# ИСХОДНЫЙ ТЕКСТ
Само собой разумеется, братья, что исповедь перед священнослужителем нисколько не препятствует исповедям частным — по взаимному христианскому доверию. Напротив, та же Святая Церковь, которая вменяет каждому в непременный долг исповедоваться перед священником, весьма часто повторяет совет апостола: признавайтесь друг пред другом в проступках и молитесь друг за друга, чтобы исцелиться (Иак. 5,16). Что препятствует выполнять этот спасительный совет? И много ли, однако же, между нами таких, которые выполняют его? Если у нас существует взаимная откровенность и дружеская исповедь, то разве на соблазн и на грех...

Нисколько также не препятствует исповедь перед священником сокрушенному самоисповеданию грехов своих перед Богом. Напротив, такое самоисповедание — лучшее и необходимое приготовление к исповеданию грехов перед священником, одно из превосходнейших средств к уврачеванию ежедневных грехопадений наших, так что мы ничем не можем лучше окончить нашего собеседования об исповеди, как пригласив вас к употреблению этого средства. А чтобы кто-либо не оставил его, за недостатком руководства, то указуем и всем, и каждому на молитву исповедания к Богу человека, полагающую начало спасения, составленную и оставленную, можно сказать, в духовное наследство для всех истинно кающихся святым Димитрием Ростовским. Аминь.

СЛОВО В ЧЕТВЕРТОК 1-й НЕДЕЛИ ВЕЛИКОГО ПОСТА
На часах
О ЕПИТИМИИ

Беседуя об исповеди, мы остановили внимание наше на самом существе этого Таинства. Но в состав исповеди входит одна вещь, которая хотя не составляет в сущности Таинства, но крайне важна по своим нравственным следствиям и потому требует внимательного рассмотрения. Это — епитимия. Как много понятий о ней неправильных! Одни убегают епитимии как чего-либо ненужного и излишнего; другие думают основать на ней почти все (великое) для своего примирения с Богом. Поищем между этими крайностями надлежащей средины и научимся обращать во благо, что есть в епитимиях истинно душеспасительного.

[Собранные данные]
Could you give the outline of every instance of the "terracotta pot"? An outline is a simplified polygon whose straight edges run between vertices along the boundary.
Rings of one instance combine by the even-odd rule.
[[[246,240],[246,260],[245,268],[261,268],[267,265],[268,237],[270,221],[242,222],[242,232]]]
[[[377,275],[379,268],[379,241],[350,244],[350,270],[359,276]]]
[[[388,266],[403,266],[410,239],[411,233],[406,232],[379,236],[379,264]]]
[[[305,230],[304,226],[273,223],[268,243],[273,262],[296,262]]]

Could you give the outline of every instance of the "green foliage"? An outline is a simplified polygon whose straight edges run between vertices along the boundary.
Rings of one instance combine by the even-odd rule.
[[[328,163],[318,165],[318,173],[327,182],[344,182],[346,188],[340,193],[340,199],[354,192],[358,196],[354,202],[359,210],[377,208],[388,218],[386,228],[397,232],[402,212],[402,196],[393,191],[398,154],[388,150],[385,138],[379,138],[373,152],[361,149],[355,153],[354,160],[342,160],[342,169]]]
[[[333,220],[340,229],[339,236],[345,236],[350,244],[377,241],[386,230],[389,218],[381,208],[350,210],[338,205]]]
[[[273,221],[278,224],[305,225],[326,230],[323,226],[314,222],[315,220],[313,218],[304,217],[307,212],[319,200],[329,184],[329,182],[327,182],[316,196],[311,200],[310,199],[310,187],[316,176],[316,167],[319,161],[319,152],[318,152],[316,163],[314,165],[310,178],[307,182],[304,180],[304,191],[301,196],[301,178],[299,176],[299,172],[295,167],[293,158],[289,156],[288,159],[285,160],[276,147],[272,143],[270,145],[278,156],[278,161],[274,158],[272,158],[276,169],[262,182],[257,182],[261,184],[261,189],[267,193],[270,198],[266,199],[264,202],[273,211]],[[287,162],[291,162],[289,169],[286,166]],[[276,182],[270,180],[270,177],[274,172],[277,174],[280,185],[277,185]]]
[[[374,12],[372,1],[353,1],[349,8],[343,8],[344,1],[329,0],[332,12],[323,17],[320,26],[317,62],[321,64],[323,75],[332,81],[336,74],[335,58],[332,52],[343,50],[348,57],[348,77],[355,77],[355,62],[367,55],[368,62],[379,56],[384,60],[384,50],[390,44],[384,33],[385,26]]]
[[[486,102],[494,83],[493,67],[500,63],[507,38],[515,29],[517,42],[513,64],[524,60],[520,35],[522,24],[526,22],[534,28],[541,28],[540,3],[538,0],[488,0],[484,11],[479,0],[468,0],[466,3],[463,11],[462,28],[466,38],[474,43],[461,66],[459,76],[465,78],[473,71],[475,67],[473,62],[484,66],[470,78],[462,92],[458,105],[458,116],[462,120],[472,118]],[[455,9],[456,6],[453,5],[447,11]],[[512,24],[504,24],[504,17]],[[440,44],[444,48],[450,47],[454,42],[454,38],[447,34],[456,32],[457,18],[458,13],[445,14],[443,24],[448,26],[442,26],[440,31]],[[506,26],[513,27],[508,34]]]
--
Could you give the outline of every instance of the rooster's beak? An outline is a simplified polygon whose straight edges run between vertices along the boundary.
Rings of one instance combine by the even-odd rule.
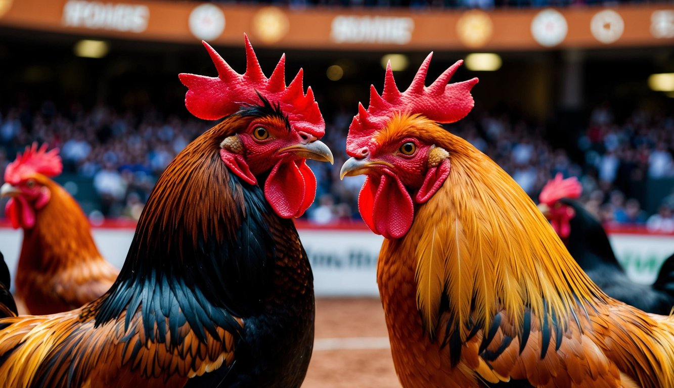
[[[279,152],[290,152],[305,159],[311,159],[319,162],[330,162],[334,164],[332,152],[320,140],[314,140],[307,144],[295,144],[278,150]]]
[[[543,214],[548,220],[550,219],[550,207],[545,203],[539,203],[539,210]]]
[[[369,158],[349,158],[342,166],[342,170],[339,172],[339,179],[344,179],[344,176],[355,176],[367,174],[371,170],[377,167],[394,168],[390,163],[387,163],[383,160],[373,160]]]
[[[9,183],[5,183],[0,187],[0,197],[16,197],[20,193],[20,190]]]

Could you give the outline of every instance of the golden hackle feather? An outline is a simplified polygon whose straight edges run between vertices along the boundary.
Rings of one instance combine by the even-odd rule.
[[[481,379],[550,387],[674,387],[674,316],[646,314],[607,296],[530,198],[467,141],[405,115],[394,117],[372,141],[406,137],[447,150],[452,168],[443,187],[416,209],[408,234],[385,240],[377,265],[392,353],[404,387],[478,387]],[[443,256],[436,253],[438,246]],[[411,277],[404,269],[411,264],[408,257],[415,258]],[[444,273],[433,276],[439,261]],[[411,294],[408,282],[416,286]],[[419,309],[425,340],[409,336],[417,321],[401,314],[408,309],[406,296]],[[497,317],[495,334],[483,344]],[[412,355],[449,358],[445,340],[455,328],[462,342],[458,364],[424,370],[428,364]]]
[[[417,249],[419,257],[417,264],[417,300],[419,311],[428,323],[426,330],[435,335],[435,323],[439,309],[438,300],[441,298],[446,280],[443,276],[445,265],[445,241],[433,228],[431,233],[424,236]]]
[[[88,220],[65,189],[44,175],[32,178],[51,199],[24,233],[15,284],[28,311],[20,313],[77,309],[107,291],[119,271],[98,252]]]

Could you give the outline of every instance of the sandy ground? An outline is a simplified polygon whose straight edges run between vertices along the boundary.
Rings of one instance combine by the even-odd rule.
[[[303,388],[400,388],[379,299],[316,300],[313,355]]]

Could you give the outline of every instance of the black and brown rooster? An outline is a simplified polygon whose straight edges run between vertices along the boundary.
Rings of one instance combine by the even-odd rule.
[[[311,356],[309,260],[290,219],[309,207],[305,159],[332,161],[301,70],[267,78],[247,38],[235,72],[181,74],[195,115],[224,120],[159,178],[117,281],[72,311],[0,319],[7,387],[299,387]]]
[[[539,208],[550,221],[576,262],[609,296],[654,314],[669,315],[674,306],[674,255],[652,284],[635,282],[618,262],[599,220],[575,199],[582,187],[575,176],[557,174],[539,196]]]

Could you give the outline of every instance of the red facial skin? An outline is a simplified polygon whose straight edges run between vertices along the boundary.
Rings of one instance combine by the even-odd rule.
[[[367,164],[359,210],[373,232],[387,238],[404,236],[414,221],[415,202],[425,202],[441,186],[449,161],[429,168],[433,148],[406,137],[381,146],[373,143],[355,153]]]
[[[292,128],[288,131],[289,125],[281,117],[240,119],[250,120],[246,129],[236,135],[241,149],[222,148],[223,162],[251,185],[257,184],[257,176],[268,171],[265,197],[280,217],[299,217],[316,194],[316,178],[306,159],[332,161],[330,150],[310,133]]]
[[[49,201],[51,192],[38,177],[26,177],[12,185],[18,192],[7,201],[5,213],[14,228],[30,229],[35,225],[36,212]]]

# ЗАДАНИЕ
Перепишите фрагмент текста об исповеди от слов «Само собой разумеется, братья, что» до слов «и на грех...», заменив «священнослужителем» на «духовником».

# РЕШЕНИЕ
Само собой разумеется, братья, что исповедь перед духовником нисколько не препятствует исповедям частным — по взаимному христианскому доверию. Напротив, та же Святая Церковь, которая вменяет каждому в непременный долг исповедоваться перед священником, весьма часто повторяет совет апостола: признавайтесь друг пред другом в проступках и молитесь друг за друга, чтобы исцелиться (Иак. 5,16). Что препятствует выполнять этот спасительный совет? И много ли, однако же, между нами таких, которые выполняют его? Если у нас существует взаимная откровенность и дружеская исповедь, то разве на соблазн и на грех...